Material provided:

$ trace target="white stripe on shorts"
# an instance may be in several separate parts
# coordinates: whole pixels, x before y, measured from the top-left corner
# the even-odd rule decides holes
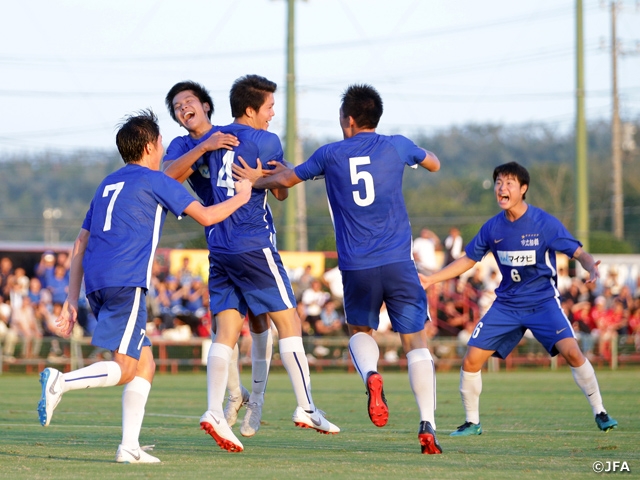
[[[131,343],[131,336],[133,335],[133,327],[136,326],[136,320],[138,319],[138,310],[140,310],[141,292],[142,289],[140,287],[136,287],[136,296],[133,300],[131,314],[129,315],[129,320],[127,320],[127,327],[124,329],[124,335],[122,336],[120,347],[118,347],[118,353],[121,353],[123,355],[126,355],[127,350],[129,350],[129,343]]]
[[[267,264],[269,265],[269,270],[273,274],[273,278],[278,285],[278,291],[280,292],[280,298],[287,306],[287,308],[293,308],[291,304],[291,300],[289,299],[289,294],[287,293],[287,287],[284,285],[284,280],[282,280],[282,276],[280,275],[280,270],[278,270],[278,265],[276,265],[276,261],[273,259],[273,253],[269,248],[263,248],[262,253],[264,253],[265,258],[267,259]]]

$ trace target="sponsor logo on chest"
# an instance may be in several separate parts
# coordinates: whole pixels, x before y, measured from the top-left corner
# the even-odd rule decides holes
[[[498,250],[498,261],[509,267],[523,267],[536,264],[535,250]]]

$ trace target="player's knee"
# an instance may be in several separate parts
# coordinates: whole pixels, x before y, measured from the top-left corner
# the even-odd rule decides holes
[[[264,333],[269,329],[269,319],[267,314],[249,316],[249,329],[253,333]]]
[[[131,380],[135,378],[136,376],[135,368],[122,368],[122,365],[121,365],[120,369],[122,372],[122,374],[120,375],[120,382],[118,382],[120,385],[129,383]]]

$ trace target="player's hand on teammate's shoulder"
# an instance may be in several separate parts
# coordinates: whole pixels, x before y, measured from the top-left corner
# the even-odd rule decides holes
[[[215,132],[209,136],[202,145],[205,147],[207,151],[219,150],[221,148],[225,148],[227,150],[232,150],[234,147],[240,145],[240,142],[235,137],[235,135],[231,135],[230,133],[222,133]]]
[[[234,182],[234,187],[236,189],[236,196],[240,196],[244,200],[244,203],[247,203],[251,198],[251,188],[252,184],[249,180],[241,179],[237,182]]]
[[[254,185],[259,178],[264,176],[264,170],[262,170],[262,162],[260,159],[256,159],[256,168],[251,168],[247,162],[244,161],[241,155],[238,155],[238,161],[240,165],[233,164],[231,169],[233,170],[233,178],[235,180],[246,179]]]
[[[283,170],[292,170],[293,165],[287,162],[287,165],[284,165],[277,160],[271,160],[267,162],[267,165],[271,167],[270,170],[264,170],[262,173],[265,177],[269,177],[271,175],[275,175],[276,173],[282,172]]]
[[[427,277],[422,273],[418,273],[418,278],[420,279],[420,285],[422,285],[422,288],[425,290],[434,284],[434,282],[431,281],[431,277]]]
[[[600,278],[600,270],[598,270],[598,265],[600,265],[600,260],[593,264],[593,268],[589,271],[589,278],[587,278],[585,283],[593,283]]]

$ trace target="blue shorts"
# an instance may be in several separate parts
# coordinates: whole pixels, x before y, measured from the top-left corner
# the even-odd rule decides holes
[[[291,282],[275,248],[209,254],[209,305],[216,315],[235,309],[242,315],[296,307]]]
[[[571,322],[560,308],[560,302],[551,298],[529,309],[508,308],[494,302],[478,322],[468,345],[495,350],[494,357],[507,358],[527,329],[551,356],[558,354],[555,347],[558,341],[575,338]]]
[[[110,287],[87,295],[98,323],[91,344],[140,360],[142,347],[150,347],[146,291],[140,287]]]
[[[429,318],[427,295],[413,260],[342,272],[344,311],[349,325],[378,328],[382,302],[399,333],[424,329]]]

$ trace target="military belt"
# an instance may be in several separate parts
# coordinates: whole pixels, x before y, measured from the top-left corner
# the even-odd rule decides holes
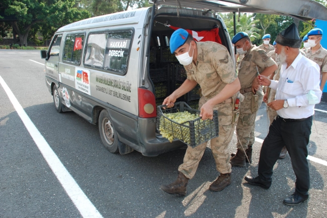
[[[252,91],[252,87],[244,88],[244,89],[241,89],[239,90],[239,92],[241,94],[247,93],[248,92],[251,92]]]

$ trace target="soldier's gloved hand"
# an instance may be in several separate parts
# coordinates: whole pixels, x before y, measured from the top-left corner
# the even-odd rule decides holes
[[[213,119],[213,105],[210,104],[210,102],[207,102],[201,108],[200,116],[202,118],[202,120],[205,120],[207,119],[212,120]]]
[[[268,92],[266,92],[265,95],[264,95],[264,102],[267,103],[268,103]]]
[[[174,103],[176,102],[176,96],[173,94],[172,94],[169,96],[167,97],[164,100],[162,105],[166,105],[168,108],[174,107]],[[164,108],[166,109],[166,108]]]
[[[252,92],[256,94],[256,92],[259,90],[260,85],[258,80],[258,77],[256,77],[252,82]]]

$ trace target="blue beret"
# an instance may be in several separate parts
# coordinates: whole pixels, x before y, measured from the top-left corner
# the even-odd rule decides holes
[[[303,37],[303,40],[302,41],[304,42],[304,41],[307,41],[307,40],[308,40],[308,35],[306,35],[305,36],[304,36],[304,37]]]
[[[231,43],[233,44],[235,44],[236,43],[238,42],[240,39],[243,39],[244,37],[248,37],[249,35],[247,33],[244,32],[240,32],[235,36],[231,39]]]
[[[264,40],[265,39],[270,39],[270,34],[266,34],[262,37],[263,40]]]
[[[314,36],[315,35],[322,35],[322,30],[319,28],[314,28],[309,31],[307,34],[308,36]]]
[[[173,33],[169,42],[172,54],[185,43],[188,35],[187,31],[183,29],[179,29]]]

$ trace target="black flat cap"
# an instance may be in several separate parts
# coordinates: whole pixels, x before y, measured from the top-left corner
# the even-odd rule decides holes
[[[291,48],[299,48],[302,44],[297,28],[294,23],[278,34],[275,41],[283,46]]]

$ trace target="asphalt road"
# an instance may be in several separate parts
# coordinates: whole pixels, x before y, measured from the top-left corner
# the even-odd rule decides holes
[[[104,217],[304,217],[327,216],[327,166],[309,161],[308,201],[294,207],[283,199],[294,191],[289,156],[275,166],[271,188],[247,184],[255,175],[261,144],[254,145],[253,162],[233,167],[232,184],[208,190],[218,175],[207,148],[185,197],[159,187],[175,181],[185,150],[145,157],[134,151],[112,154],[102,144],[97,126],[74,112],[59,114],[44,80],[39,52],[0,50],[0,76],[81,190]],[[78,217],[72,203],[41,154],[0,85],[0,217]],[[256,137],[267,133],[266,105],[258,113]],[[327,104],[316,108],[327,111]],[[309,154],[327,161],[327,114],[317,111]],[[236,137],[230,144],[236,150]]]

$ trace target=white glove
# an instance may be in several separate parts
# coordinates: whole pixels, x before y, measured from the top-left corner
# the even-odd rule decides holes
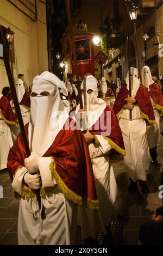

Job:
Reproduce every record word for word. The copy must contain no pictures.

Correct response:
$ trace target="white stripe on shorts"
# an instance may be in several separate parts
# coordinates: whole pixels, x before y, measured from the top-left corner
# the even-odd rule decides holes
[[[131,343],[131,336],[133,335],[133,327],[136,326],[136,320],[138,319],[138,310],[140,310],[141,292],[142,289],[140,287],[136,287],[136,296],[133,300],[131,314],[129,315],[129,320],[127,320],[127,327],[124,329],[124,335],[122,336],[120,347],[118,347],[118,353],[121,353],[123,355],[126,355],[127,350],[129,350],[129,343]]]
[[[267,264],[269,265],[269,270],[273,274],[273,278],[278,285],[278,291],[280,292],[280,298],[287,306],[287,308],[293,308],[291,304],[291,300],[289,299],[289,294],[287,293],[287,287],[284,285],[284,280],[282,280],[282,276],[280,275],[280,270],[278,270],[278,265],[276,265],[276,261],[273,259],[273,253],[269,248],[263,248],[262,253],[264,253],[265,258],[267,259]]]

$ trace target="sponsor logo on chest"
# an instance may be in several separate parts
# coordinates: whole pixels, x before y, measured from the top-left corner
# the even-odd rule decides holes
[[[498,250],[498,261],[509,267],[523,267],[536,264],[535,250]]]

$ trace target="player's knee"
# an instance may be in several separate parts
# coordinates: whole pixels, x before y, measured from the top-left corner
# the even-odd rule decides holes
[[[264,333],[269,329],[269,319],[267,314],[249,316],[249,329],[253,333]]]
[[[131,380],[135,378],[136,376],[135,368],[122,368],[122,365],[121,365],[120,369],[122,372],[122,374],[120,375],[120,382],[118,382],[120,385],[129,383]]]

$ trace target="player's hand on teammate's shoulder"
# an instance may be in several separate parts
# coordinates: whole pixels, x before y, measured from the top-left corner
# the even-odd rule decides holes
[[[215,132],[209,136],[202,145],[205,147],[207,151],[219,150],[221,148],[225,148],[227,150],[232,150],[234,147],[240,145],[240,142],[235,137],[235,135],[231,135],[230,133],[222,133]]]
[[[234,182],[234,187],[236,189],[236,196],[240,196],[244,200],[244,203],[247,203],[251,198],[251,188],[252,184],[249,180],[241,179],[237,182]]]
[[[254,185],[259,178],[264,176],[264,170],[262,170],[262,162],[260,159],[256,159],[256,168],[251,168],[247,162],[244,161],[241,155],[238,155],[238,161],[240,165],[233,164],[231,169],[233,170],[233,178],[235,180],[246,179]]]
[[[283,170],[292,170],[293,165],[287,162],[287,165],[284,165],[277,160],[271,160],[267,162],[267,165],[271,167],[270,170],[264,170],[262,173],[265,177],[269,177],[271,175],[275,175],[276,173],[282,172]]]
[[[427,277],[422,273],[418,273],[418,278],[420,279],[420,285],[422,285],[422,288],[425,290],[434,284],[434,282],[431,281],[431,277]]]
[[[600,278],[600,270],[598,270],[598,265],[600,265],[600,260],[593,264],[593,268],[589,271],[589,278],[587,278],[585,283],[593,283]]]

$ trace target="blue shorts"
# an instance may be in several separate parts
# coordinates: whole pixels, x before y, measured from the top-left corner
# the even-odd rule decides holes
[[[291,282],[275,248],[209,254],[209,305],[216,315],[235,309],[242,315],[296,307]]]
[[[571,322],[560,308],[560,302],[551,298],[529,309],[508,308],[494,302],[478,322],[468,345],[495,350],[494,357],[507,358],[527,329],[551,356],[558,354],[555,347],[558,341],[575,338]]]
[[[110,287],[87,295],[98,323],[91,344],[140,360],[142,347],[150,347],[146,291],[140,287]]]
[[[429,318],[427,295],[413,260],[342,272],[344,311],[349,325],[378,328],[382,302],[399,333],[424,329]]]

$ trace target="military belt"
# an instance may be in several separate parts
# coordinates: whole pixels, x before y, measured from the top-left corner
# the even-odd rule decides holes
[[[252,91],[252,87],[244,88],[244,89],[241,89],[239,90],[239,92],[241,94],[247,93],[248,92],[251,92]]]

$ trace target="soldier's gloved hand"
# an instance may be in several separate parts
# coordinates: whole pixels, x before y, measured from the top-left corner
# the even-odd rule decides holes
[[[213,119],[213,105],[210,104],[210,102],[207,102],[201,108],[200,116],[202,118],[202,120],[205,120],[207,119],[212,120]]]
[[[268,92],[266,92],[265,95],[264,95],[264,102],[267,103],[268,103]]]
[[[174,103],[176,102],[176,96],[173,94],[172,94],[169,96],[167,97],[164,100],[162,105],[166,105],[168,108],[174,107]],[[164,108],[166,109],[166,108]]]
[[[252,92],[256,94],[256,92],[259,90],[260,85],[258,80],[258,77],[256,77],[252,82]]]

$ trace target="blue beret"
# an instance may be in several separate parts
# coordinates: whole pixels, x before y, measured from the top-left corner
# the even-odd rule decides holes
[[[303,37],[303,40],[302,41],[304,42],[304,41],[307,41],[307,40],[308,40],[308,35],[306,35],[305,36],[304,36],[304,37]]]
[[[231,43],[233,44],[235,44],[236,43],[238,42],[240,39],[243,39],[244,37],[248,37],[249,35],[247,33],[244,32],[240,32],[235,36],[231,39]]]
[[[264,40],[265,39],[270,39],[270,34],[266,34],[262,37],[263,40]]]
[[[314,36],[315,35],[322,35],[322,30],[319,28],[314,28],[309,31],[307,34],[308,36]]]
[[[173,33],[169,42],[172,54],[185,43],[188,35],[187,31],[183,29],[179,29]]]

$ trace target="black flat cap"
# an instance may be in several separate parts
# coordinates: whole pixels, x before y, measured from the top-left corner
# the even-odd rule decides holes
[[[291,48],[299,48],[302,44],[297,28],[294,23],[278,34],[275,41],[283,46]]]

$ trace target="asphalt road"
# an instance may be in several separate parts
# coordinates: whole pixels, x before y, measured from the top-left corner
# the even-odd rule decides holes
[[[104,217],[304,217],[327,216],[327,166],[309,161],[308,201],[294,207],[283,199],[294,191],[289,156],[275,166],[271,188],[247,184],[255,175],[261,144],[254,145],[253,162],[233,167],[232,184],[208,190],[218,175],[207,148],[185,197],[159,187],[175,181],[185,150],[145,157],[134,151],[112,154],[102,144],[97,126],[74,112],[59,114],[44,80],[39,52],[0,50],[0,76],[81,190]],[[78,217],[72,203],[41,154],[0,85],[0,217]],[[256,137],[267,133],[266,105],[258,113]],[[327,104],[316,108],[327,111]],[[309,154],[327,161],[327,114],[317,111]],[[236,137],[230,144],[236,150]]]

$ trace target=white glove
# an instance may be in several separate parts
# coordinates: whole pixels, x before y, measured from the top-left corner
# the even-odd rule decides holes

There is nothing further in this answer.